Topics
- Kubernetes Operators
- Prometheus
- Alertmanager
- Prometheus Operator
- Cluster Monitoring Operator
- Create a PrometheusRule
- Operator Lifecycle Manager
- Operator SDK
The goal of this tutorial is to explore operators by observing a real world operator in action. By the end of this tutorial you should be able to understand all the steps that take place when a PrometheusRule gets created.
The Operator pattern aims to capture the key aim of a human operator who is managing a service or set of services. Human operators who look after specific applications and services have deep knowledge of how the system ought to behave, how to deploy it, and how to react if there are problems.
People who run workloads on Kubernetes often like to use automation to take care of repeatable tasks. The Operator pattern captures how you can write code to automate a task beyond what Kubernetes itself provides.
Links:
Custom resources are extensions of the Kubernetes API.
Links:
Prometheus is a metrics and monitoring system that fits particularly well into the kubernetes environment
After reading a basic overview log into Prometheus and go through all of the tabs
You can find the Openshift Prometheus link on the Administrator->Monitoring->Metrics page
Alertmanager manages and forwards alerts that come from prometheus. It is not responsible for generating alerts.
After reading a basic overview log into Alertmanager and go through all of the tabs and alerts
You can find the Openshift Alertmanager link on the Administrator->Monitoring->Alerting page
Prometheus Operator allows easy automation of Prometheus inside of the kubernetes environment using CRDs. Important CRDs include:
- Prometheus
- Alertmanager
- ServiceMonitor
- PodMonitor
- PrometheusRule
Links:
The Cluster Monitoring Operator manages and updates the Prometheus-based cluster monitoring stack deployed on top of OpenShift.
It contains the following components:
- Prometheus Operator
- Prometheus
- Alertmanager cluster for cluster and application level alerting
- kube-state-metrics
- node_exporter
Links:
-
Rename the alert to a unique name (e.g. your name) so that you will be able to find it in Prometheus when searching.
alert: Hello{name} -
Search for an interesting metric in prometheus to create an alert on. Use the template contained in this project. Try to find a more interesting expr than just
vector(0). -
Apply the PrometheusRule. Look for it in the Prometheus alert tab. The rule will not appear. You will need to investigate why this is happening, as you can clearly see other PrometheusRules are being loaded.

*Data provided:*
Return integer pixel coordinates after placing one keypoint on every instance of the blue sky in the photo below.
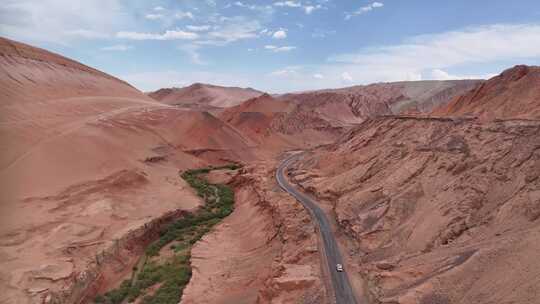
(279, 45)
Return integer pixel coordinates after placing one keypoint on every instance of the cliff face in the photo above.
(86, 159)
(512, 94)
(201, 95)
(265, 252)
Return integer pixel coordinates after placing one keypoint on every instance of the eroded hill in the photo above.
(438, 210)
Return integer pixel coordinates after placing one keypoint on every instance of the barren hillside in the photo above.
(438, 210)
(513, 94)
(204, 95)
(87, 160)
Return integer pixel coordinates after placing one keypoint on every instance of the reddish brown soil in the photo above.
(87, 158)
(427, 210)
(198, 94)
(435, 210)
(265, 252)
(513, 94)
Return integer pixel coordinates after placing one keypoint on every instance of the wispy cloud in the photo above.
(154, 16)
(308, 8)
(198, 28)
(184, 15)
(167, 35)
(288, 3)
(364, 9)
(192, 50)
(280, 34)
(117, 48)
(279, 49)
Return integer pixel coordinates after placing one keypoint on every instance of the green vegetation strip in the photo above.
(169, 278)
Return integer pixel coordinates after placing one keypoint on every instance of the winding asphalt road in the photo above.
(340, 281)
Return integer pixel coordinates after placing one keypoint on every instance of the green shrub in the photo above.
(175, 274)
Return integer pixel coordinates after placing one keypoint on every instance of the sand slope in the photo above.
(512, 94)
(439, 210)
(200, 95)
(86, 158)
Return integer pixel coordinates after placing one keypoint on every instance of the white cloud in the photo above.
(364, 9)
(168, 35)
(436, 51)
(279, 49)
(308, 9)
(88, 34)
(281, 34)
(184, 15)
(154, 16)
(61, 21)
(117, 48)
(233, 29)
(345, 76)
(253, 7)
(288, 3)
(198, 28)
(192, 50)
(291, 71)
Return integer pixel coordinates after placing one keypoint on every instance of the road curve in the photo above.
(342, 287)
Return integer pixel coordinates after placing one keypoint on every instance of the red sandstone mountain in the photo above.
(513, 94)
(204, 95)
(85, 159)
(317, 117)
(440, 210)
(429, 210)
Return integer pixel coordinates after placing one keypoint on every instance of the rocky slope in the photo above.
(265, 252)
(437, 210)
(353, 104)
(87, 160)
(512, 94)
(204, 95)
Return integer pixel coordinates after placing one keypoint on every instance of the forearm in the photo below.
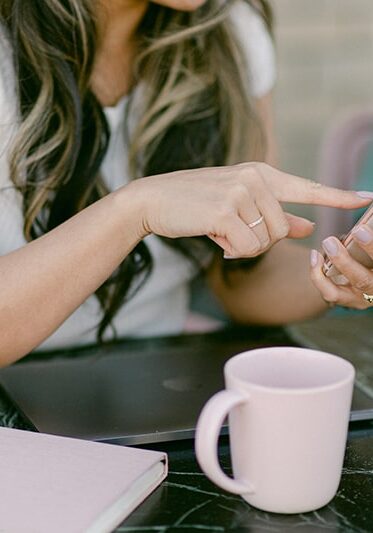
(276, 291)
(43, 282)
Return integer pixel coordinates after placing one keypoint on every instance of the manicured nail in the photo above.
(314, 258)
(362, 235)
(365, 194)
(330, 246)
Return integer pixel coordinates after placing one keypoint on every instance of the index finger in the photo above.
(290, 188)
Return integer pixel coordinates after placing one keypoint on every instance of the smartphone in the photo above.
(353, 248)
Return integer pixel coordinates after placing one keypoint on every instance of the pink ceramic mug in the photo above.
(288, 420)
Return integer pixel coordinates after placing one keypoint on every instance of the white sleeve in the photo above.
(11, 216)
(257, 47)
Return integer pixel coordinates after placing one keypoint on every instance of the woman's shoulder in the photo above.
(257, 46)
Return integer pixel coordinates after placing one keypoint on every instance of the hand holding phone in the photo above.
(353, 249)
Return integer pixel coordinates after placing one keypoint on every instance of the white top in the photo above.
(161, 306)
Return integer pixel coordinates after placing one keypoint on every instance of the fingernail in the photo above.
(313, 258)
(365, 194)
(330, 246)
(363, 235)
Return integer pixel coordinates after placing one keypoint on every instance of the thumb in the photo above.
(299, 227)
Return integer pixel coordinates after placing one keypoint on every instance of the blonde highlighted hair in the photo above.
(195, 111)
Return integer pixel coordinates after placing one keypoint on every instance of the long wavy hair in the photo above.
(195, 111)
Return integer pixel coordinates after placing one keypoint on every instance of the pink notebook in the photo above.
(64, 485)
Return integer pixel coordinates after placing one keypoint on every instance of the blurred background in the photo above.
(325, 68)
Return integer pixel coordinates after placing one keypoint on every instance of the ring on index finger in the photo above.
(256, 222)
(368, 297)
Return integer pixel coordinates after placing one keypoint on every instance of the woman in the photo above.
(66, 188)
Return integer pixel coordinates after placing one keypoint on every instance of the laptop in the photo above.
(135, 391)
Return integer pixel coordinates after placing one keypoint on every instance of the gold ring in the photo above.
(368, 297)
(256, 222)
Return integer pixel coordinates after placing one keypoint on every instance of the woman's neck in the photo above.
(118, 21)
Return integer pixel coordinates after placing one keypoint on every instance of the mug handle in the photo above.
(206, 441)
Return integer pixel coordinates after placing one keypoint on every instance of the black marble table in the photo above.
(188, 501)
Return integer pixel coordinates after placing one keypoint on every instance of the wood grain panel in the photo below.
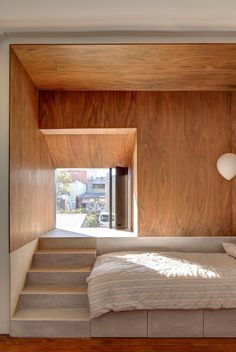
(130, 67)
(180, 136)
(180, 191)
(31, 174)
(233, 150)
(76, 151)
(87, 109)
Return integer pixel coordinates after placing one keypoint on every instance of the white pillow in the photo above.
(230, 249)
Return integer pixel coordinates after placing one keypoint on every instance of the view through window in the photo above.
(83, 198)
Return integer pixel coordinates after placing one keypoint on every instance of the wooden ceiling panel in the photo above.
(137, 67)
(91, 150)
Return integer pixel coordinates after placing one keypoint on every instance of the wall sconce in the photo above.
(226, 165)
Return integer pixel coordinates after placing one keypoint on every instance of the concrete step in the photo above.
(53, 297)
(57, 276)
(50, 323)
(64, 258)
(67, 243)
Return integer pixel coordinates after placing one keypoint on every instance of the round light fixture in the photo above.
(226, 165)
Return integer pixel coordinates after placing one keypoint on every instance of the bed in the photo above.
(131, 281)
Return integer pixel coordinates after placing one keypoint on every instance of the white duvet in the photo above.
(161, 280)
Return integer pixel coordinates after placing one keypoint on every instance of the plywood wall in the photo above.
(31, 173)
(180, 135)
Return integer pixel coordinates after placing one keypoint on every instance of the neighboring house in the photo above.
(76, 189)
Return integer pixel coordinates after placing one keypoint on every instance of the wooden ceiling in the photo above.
(90, 150)
(137, 67)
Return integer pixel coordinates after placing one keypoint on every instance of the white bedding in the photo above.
(161, 280)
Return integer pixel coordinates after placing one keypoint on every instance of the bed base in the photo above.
(166, 323)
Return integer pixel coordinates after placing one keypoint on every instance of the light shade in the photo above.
(226, 165)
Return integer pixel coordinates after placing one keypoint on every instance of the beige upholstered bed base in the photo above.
(166, 323)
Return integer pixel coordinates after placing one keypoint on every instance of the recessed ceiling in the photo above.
(112, 15)
(130, 67)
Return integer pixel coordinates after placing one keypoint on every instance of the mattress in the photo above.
(123, 281)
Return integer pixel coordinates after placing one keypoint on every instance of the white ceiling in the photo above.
(27, 16)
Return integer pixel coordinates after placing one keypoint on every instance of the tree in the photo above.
(63, 180)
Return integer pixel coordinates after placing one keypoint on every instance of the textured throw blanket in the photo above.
(161, 280)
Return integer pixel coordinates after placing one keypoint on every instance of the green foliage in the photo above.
(63, 180)
(91, 220)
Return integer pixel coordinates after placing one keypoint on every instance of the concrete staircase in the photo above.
(54, 301)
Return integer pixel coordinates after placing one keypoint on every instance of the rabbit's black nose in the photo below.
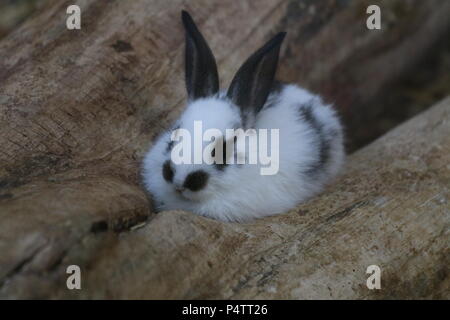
(196, 181)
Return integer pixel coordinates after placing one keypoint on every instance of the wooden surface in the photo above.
(79, 108)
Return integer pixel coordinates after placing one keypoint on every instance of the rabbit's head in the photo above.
(209, 108)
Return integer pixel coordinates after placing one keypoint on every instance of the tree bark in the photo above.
(79, 108)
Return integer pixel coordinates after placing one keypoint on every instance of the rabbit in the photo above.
(310, 139)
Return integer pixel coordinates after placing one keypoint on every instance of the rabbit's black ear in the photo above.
(202, 79)
(253, 81)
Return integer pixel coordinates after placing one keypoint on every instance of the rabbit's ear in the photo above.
(202, 79)
(253, 81)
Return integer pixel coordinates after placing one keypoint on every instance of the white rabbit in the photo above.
(310, 139)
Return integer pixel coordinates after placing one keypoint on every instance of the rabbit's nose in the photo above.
(179, 189)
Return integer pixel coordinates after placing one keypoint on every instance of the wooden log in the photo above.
(79, 108)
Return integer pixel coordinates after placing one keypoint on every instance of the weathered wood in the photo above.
(78, 109)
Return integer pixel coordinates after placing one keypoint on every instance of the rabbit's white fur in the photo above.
(310, 154)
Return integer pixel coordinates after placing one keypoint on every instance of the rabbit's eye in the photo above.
(168, 172)
(196, 181)
(224, 149)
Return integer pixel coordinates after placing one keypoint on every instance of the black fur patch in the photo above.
(168, 171)
(169, 145)
(306, 113)
(196, 181)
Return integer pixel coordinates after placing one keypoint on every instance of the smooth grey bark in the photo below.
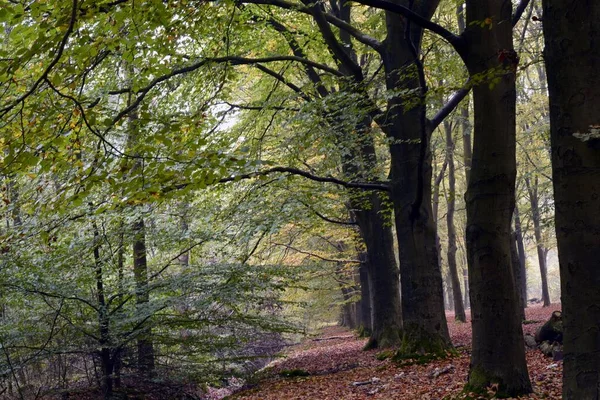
(145, 345)
(572, 56)
(105, 352)
(424, 320)
(498, 353)
(358, 159)
(466, 140)
(459, 309)
(516, 266)
(522, 255)
(365, 297)
(534, 201)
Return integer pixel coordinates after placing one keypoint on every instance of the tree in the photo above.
(572, 57)
(490, 203)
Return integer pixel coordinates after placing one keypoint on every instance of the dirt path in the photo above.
(337, 369)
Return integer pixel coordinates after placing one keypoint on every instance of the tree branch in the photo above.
(457, 42)
(519, 11)
(287, 246)
(293, 171)
(55, 60)
(333, 20)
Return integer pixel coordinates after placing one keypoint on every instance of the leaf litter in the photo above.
(335, 367)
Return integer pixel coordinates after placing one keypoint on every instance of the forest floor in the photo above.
(337, 368)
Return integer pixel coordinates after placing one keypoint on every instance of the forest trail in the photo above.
(337, 368)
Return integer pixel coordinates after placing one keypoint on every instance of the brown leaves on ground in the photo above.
(340, 369)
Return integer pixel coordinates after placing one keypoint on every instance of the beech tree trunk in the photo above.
(498, 354)
(459, 309)
(358, 162)
(140, 273)
(365, 296)
(572, 56)
(532, 189)
(522, 256)
(516, 265)
(424, 320)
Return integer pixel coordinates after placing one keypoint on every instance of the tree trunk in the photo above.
(498, 354)
(522, 255)
(365, 296)
(459, 309)
(516, 266)
(383, 274)
(572, 58)
(140, 272)
(532, 189)
(106, 361)
(424, 320)
(358, 162)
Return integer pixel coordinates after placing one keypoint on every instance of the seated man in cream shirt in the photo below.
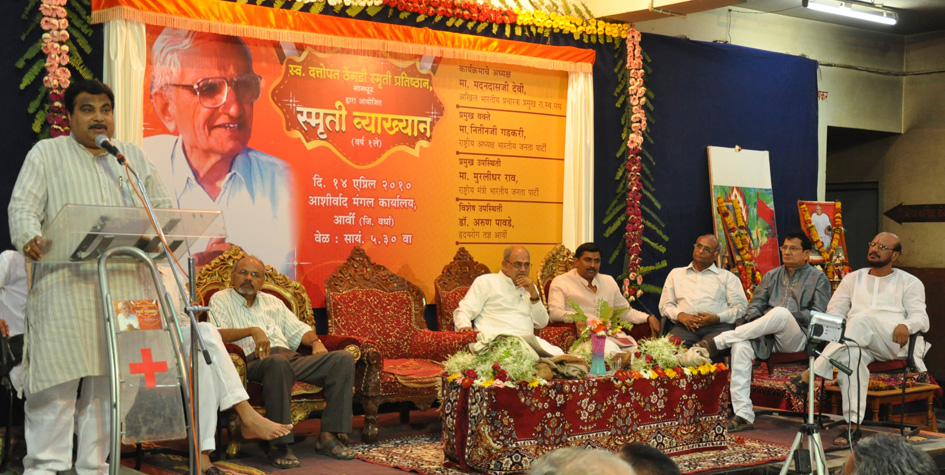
(585, 286)
(505, 303)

*Set task 1:* Render the records, from the line containing "on ground in the photo above." through the end of the records, as a JSON list of strings with one string per line and blank lines dropped. Leave the pictures out.
*Set task 2:* Write the next part of the Kubernetes operators tutorial, starting after its final sentence.

*Output 1:*
[
  "Return integer pixel coordinates after placing one keypoint on every instance of the brown leaves on ground in the photo above.",
  "(340, 369)",
  "Return integer pixel coordinates after placing one keypoint on every instance of the beech tree trunk in the photo above.",
  "(498, 354)",
  "(459, 309)",
  "(358, 162)",
  "(140, 273)",
  "(365, 296)",
  "(572, 56)",
  "(532, 189)",
  "(522, 256)",
  "(516, 265)",
  "(424, 320)",
  "Return integer pixel coordinates after placing one keypoint on every instance of the tree trunk in the photo above.",
  "(498, 354)",
  "(522, 255)",
  "(365, 296)",
  "(459, 309)",
  "(516, 266)",
  "(383, 274)",
  "(572, 58)",
  "(140, 272)",
  "(532, 189)",
  "(106, 361)",
  "(424, 320)",
  "(358, 162)",
  "Return integer pixel coordinates after placing one keypoint on every instance of the seated man in cream shirt in the photo below.",
  "(585, 286)",
  "(505, 303)"
]

*Output 2:*
Hints:
-
Review the prometheus operator deployment in openshift-monitoring and review the --namespaces argument to the container. namespaces cmd line arg
- If you attempt to change the values here directly cluster monitoring operator will set them back automatically during a reconcile step
-
Review the cluster-monitoring-operator for how it generates the namespaces value.
-
Skip to the end for the final answer
The Operator Lifecycle Manager (OLM) helps users install, update, and manage the lifecycle of all Operators and their associated services running across their clusters. It is part of the Operator Framework, an open source toolkit designed to manage Kubernetes native applications (Operators) in an effective, automated, and scalable way.
Links:
The Operator SDK provides the tools to build, test, and package Operators. Initially, the SDK facilitates the marriage of an application’s business logic (for example, how to scale, upgrade, or backup) with the Kubernetes API to execute those operations. Over time, the SDK can allow engineers to make applications smarter and have the user experience of cloud services. Leading practices and code patterns that are shared across Operators are included in the SDK to help prevent reinventing the wheel.
The Operator SDK is a framework that uses the controller-runtime library to make writing operators easier by providing:
High level APIs and abstractions to write the operational logic more intuitively
Tools for scaffolding and code generation to bootstrap a new project fast
Extensions to cover common Operator use cases
Edit your namespace
oc edit ns my-namespace
Add label
labels:
openshift.io/cluster-monitoring: "true"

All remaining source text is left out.